> [Prompt] Write out the entire listing below line for line, leaving out the pictures.

> [Entries supplied]
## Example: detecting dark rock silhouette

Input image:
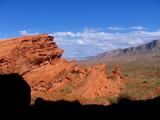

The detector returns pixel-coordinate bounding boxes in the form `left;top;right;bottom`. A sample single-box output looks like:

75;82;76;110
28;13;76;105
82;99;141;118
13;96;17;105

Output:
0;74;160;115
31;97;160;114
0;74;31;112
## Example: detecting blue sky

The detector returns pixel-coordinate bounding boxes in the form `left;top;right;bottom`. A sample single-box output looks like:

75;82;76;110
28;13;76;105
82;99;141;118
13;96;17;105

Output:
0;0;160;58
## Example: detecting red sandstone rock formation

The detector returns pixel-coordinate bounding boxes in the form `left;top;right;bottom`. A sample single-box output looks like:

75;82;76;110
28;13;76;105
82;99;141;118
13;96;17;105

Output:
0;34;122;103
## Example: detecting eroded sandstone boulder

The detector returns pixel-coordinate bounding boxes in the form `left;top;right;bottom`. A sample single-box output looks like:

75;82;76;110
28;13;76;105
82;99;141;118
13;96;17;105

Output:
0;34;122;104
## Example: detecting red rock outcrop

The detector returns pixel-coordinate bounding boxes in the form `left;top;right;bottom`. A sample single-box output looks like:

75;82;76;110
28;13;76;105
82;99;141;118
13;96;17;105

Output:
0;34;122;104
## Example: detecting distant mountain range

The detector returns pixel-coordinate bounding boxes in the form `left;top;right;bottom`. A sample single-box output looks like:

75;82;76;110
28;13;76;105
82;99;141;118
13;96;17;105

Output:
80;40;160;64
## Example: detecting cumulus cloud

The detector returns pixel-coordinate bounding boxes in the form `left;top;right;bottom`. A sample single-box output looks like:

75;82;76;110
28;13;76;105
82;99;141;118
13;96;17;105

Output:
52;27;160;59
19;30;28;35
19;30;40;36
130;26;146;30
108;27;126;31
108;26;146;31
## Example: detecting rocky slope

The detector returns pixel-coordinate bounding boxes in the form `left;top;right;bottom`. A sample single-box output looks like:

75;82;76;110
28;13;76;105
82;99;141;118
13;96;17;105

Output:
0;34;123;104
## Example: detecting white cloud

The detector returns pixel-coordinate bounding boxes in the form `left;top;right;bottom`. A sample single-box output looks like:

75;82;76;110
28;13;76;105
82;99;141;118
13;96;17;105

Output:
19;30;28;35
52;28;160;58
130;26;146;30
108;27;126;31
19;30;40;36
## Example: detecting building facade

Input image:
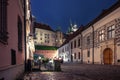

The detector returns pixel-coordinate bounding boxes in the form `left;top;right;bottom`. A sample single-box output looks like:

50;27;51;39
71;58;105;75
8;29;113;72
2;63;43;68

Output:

> [Written reply]
## Example: detecting dark rock silhouette

Input image:

The detector returns pixel-coordinate bounding boxes in the form `left;top;right;bottom`. A sample single-box output looks like:

75;82;76;110
28;13;76;105
82;99;141;118
13;96;17;105

Output:
0;74;160;115
31;97;160;114
0;74;31;112
## Example: detecting blue sky

The detector returns pixel-coordinate bounding boxes in the form `left;top;right;bottom`. A sample single-box output looks like:

75;82;76;110
28;13;76;105
82;99;141;118
13;96;17;105

Output:
0;0;160;58
## Example: detecting red sandstone rock formation

The detector returns pixel-coordinate bounding boxes in the form `left;top;right;bottom`. A sample single-box output looks like:

75;82;76;110
28;13;76;105
82;99;141;118
13;96;17;105

Output:
0;34;122;103
## Example: detecting eroded sandstone boulder

The detector returns pixel-coordinate bounding boxes in the form `left;top;right;bottom`. A sample single-box output looks like:

75;82;76;110
28;13;76;105
82;99;141;118
13;96;17;105

Output:
0;34;122;104
## Example: detecting red rock outcrop

The detector returns pixel-coordinate bounding boxes in the form `left;top;right;bottom`. A sample single-box output looks like:

75;82;76;110
28;13;76;105
82;99;141;118
13;96;17;105

Output:
0;34;122;104
## Example: detecting distant mountain range

The detector returns pixel-coordinate bounding boxes in the form `left;top;right;bottom`. A sample single-box output looks like:

75;82;76;110
28;13;76;105
82;99;141;118
13;96;17;105

Output:
80;40;160;64
## Example: detecting cumulus cloud

The detector returns pixel-coordinate bounding boxes in the form `left;top;right;bottom`. A sample single-box output looks like:

75;82;76;110
28;13;76;105
82;99;141;118
13;96;17;105

Output:
52;27;160;59
19;30;28;35
19;30;40;36
130;26;146;30
108;27;126;31
108;26;146;31
## Example: detecting rocky slope

The detector returns pixel-coordinate bounding boxes in the form `left;top;right;bottom`. A sample single-box output looks like:

75;82;76;110
28;13;76;105
82;99;141;118
13;96;17;105

Output:
0;34;123;104
## Example: detecting white cloud

The detector returns pixel-coordinate bounding boxes in the form `left;top;right;bottom`. A sample single-box output looks like:

75;82;76;110
28;13;76;105
82;99;141;118
13;96;17;105

Output:
19;30;28;35
52;28;160;58
130;26;146;30
108;27;126;31
19;30;40;36
## Example: detecting building facade

Input image:

The detector returns pixel-coordinate bounding boxes in the form `left;top;right;bottom`. A sample single-box output looks like:

50;27;51;39
71;58;105;75
8;29;113;72
2;63;43;68

Output:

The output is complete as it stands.